• Material provided:
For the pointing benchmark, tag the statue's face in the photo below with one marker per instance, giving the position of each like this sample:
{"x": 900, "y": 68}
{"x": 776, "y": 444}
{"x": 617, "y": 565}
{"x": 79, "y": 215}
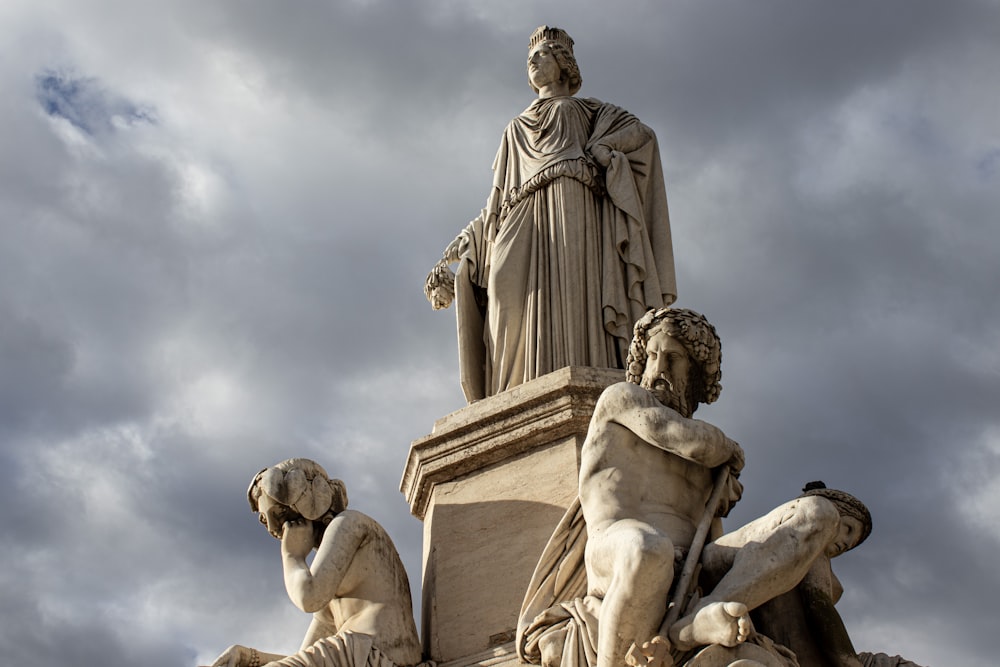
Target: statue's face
{"x": 847, "y": 536}
{"x": 274, "y": 515}
{"x": 543, "y": 68}
{"x": 666, "y": 372}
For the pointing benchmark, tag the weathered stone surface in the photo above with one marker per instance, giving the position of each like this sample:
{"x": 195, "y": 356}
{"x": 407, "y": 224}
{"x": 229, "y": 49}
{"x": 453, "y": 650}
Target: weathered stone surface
{"x": 490, "y": 483}
{"x": 573, "y": 244}
{"x": 356, "y": 587}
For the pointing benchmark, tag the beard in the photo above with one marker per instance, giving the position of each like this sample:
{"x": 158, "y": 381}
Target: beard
{"x": 672, "y": 395}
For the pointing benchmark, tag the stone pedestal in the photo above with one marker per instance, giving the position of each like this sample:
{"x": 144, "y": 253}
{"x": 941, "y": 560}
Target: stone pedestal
{"x": 490, "y": 483}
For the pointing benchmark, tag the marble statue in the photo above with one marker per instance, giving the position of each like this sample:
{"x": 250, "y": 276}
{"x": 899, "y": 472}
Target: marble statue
{"x": 356, "y": 588}
{"x": 654, "y": 484}
{"x": 573, "y": 245}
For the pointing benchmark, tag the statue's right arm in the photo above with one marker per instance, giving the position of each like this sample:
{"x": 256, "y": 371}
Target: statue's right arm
{"x": 439, "y": 288}
{"x": 322, "y": 626}
{"x": 635, "y": 409}
{"x": 310, "y": 588}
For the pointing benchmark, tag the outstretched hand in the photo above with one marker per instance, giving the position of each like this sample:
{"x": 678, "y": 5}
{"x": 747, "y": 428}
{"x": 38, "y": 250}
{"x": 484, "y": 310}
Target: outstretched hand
{"x": 234, "y": 656}
{"x": 439, "y": 288}
{"x": 601, "y": 155}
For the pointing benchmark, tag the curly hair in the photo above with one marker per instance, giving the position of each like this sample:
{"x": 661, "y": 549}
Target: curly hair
{"x": 569, "y": 70}
{"x": 302, "y": 485}
{"x": 699, "y": 339}
{"x": 846, "y": 504}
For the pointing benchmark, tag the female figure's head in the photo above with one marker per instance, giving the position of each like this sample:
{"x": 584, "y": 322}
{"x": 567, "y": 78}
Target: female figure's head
{"x": 551, "y": 61}
{"x": 292, "y": 489}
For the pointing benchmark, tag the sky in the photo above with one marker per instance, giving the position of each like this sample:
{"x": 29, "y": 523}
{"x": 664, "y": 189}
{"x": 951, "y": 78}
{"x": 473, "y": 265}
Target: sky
{"x": 216, "y": 218}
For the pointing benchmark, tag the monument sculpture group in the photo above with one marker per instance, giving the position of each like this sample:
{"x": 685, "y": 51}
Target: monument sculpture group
{"x": 569, "y": 265}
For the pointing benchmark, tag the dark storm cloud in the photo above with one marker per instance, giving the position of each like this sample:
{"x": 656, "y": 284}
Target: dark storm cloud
{"x": 216, "y": 221}
{"x": 81, "y": 102}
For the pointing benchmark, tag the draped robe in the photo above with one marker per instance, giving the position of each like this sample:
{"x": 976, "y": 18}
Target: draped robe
{"x": 567, "y": 255}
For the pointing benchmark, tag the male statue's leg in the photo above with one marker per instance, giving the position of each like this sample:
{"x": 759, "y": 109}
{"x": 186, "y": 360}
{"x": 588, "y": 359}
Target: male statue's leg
{"x": 630, "y": 564}
{"x": 765, "y": 558}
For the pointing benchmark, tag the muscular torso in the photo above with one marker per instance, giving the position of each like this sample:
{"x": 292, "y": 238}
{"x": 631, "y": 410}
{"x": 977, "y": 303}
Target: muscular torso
{"x": 373, "y": 597}
{"x": 623, "y": 477}
{"x": 643, "y": 461}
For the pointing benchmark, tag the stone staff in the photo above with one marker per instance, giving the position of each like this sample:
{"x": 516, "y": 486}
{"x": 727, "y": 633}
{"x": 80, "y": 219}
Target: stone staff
{"x": 635, "y": 657}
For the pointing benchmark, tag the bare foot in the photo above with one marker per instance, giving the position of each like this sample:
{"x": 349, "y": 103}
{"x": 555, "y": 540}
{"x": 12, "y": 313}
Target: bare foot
{"x": 725, "y": 623}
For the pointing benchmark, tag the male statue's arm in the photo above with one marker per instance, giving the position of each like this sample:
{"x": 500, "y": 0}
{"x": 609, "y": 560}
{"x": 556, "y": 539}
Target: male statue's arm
{"x": 635, "y": 409}
{"x": 312, "y": 588}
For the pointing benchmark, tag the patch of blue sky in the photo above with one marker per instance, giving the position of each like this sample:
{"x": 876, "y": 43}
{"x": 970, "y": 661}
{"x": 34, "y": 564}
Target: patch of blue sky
{"x": 86, "y": 104}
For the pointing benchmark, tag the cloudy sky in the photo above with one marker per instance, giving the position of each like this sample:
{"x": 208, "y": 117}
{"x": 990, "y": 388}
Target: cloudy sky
{"x": 216, "y": 218}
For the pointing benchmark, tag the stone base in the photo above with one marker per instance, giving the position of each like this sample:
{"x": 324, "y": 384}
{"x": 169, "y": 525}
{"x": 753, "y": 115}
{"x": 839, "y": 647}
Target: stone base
{"x": 490, "y": 483}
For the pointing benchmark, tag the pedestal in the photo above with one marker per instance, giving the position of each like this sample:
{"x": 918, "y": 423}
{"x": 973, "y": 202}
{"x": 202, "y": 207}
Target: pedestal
{"x": 490, "y": 483}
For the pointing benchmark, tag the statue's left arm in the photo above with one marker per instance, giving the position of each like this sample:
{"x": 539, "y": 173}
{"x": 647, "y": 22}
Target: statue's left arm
{"x": 631, "y": 136}
{"x": 312, "y": 588}
{"x": 638, "y": 411}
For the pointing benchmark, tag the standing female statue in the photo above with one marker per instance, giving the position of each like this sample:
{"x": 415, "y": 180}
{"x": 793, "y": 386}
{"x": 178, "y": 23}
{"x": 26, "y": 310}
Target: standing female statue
{"x": 574, "y": 243}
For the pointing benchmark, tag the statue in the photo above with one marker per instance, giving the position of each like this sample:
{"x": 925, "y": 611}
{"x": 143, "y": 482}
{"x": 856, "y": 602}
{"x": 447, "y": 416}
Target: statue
{"x": 574, "y": 243}
{"x": 653, "y": 485}
{"x": 356, "y": 588}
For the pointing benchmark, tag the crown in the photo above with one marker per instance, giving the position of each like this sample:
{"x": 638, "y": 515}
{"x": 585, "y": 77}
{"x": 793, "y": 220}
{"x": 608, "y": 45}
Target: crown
{"x": 545, "y": 33}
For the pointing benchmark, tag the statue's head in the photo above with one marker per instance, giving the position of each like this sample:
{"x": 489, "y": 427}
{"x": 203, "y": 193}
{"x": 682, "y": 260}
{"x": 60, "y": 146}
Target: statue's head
{"x": 293, "y": 489}
{"x": 855, "y": 519}
{"x": 559, "y": 45}
{"x": 676, "y": 355}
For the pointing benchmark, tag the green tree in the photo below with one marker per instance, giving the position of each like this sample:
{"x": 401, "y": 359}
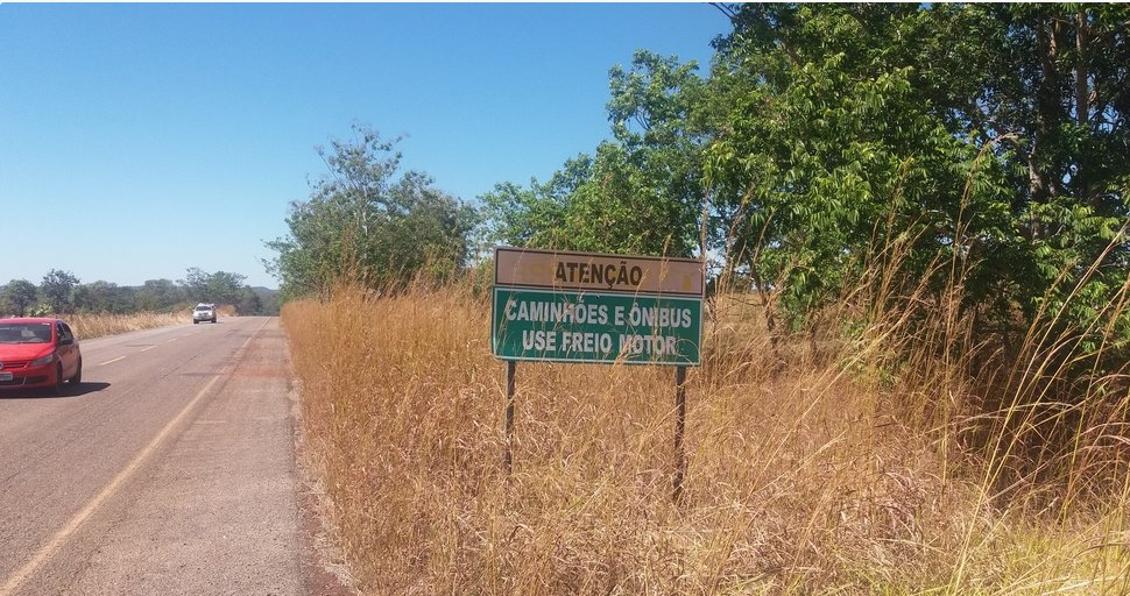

• Exercise instructions: Restate the records from the line containing "For the pointing benchmark, tag the standing" through the end of the records, both ends included, and increase every x and y coordinate in the answer points by 18. Leave the sample coordinates in the requests unchanged, and omit the pictures.

• The reply:
For the pointing benchmark, tag the standing female statue in the photo above with one marker per instance, giving the position of each like this sample:
{"x": 415, "y": 180}
{"x": 793, "y": 386}
{"x": 178, "y": 23}
{"x": 26, "y": 310}
Target: standing female statue
{"x": 592, "y": 261}
For the pointing benchmark, tag the statue in the photo above with one marker per instance, giving the position of each like this sample:
{"x": 925, "y": 611}
{"x": 143, "y": 482}
{"x": 856, "y": 602}
{"x": 447, "y": 416}
Target: statue
{"x": 592, "y": 261}
{"x": 671, "y": 503}
{"x": 374, "y": 606}
For the pointing benchmark, tag the crown in the photo above with one marker per instance, giving the position of each like this sample:
{"x": 638, "y": 515}
{"x": 585, "y": 77}
{"x": 793, "y": 220}
{"x": 608, "y": 45}
Target: crown
{"x": 563, "y": 51}
For the pointing benchmark, tag the statue's head in the photo above with one marker per instance, giving the position of each like this sample:
{"x": 489, "y": 427}
{"x": 203, "y": 193}
{"x": 682, "y": 260}
{"x": 60, "y": 146}
Target: statue's head
{"x": 311, "y": 507}
{"x": 873, "y": 537}
{"x": 577, "y": 63}
{"x": 694, "y": 373}
For the pointing benchmark, tag the green tree in the photo below with one marker per instance, giving the position of each like this sample:
{"x": 401, "y": 359}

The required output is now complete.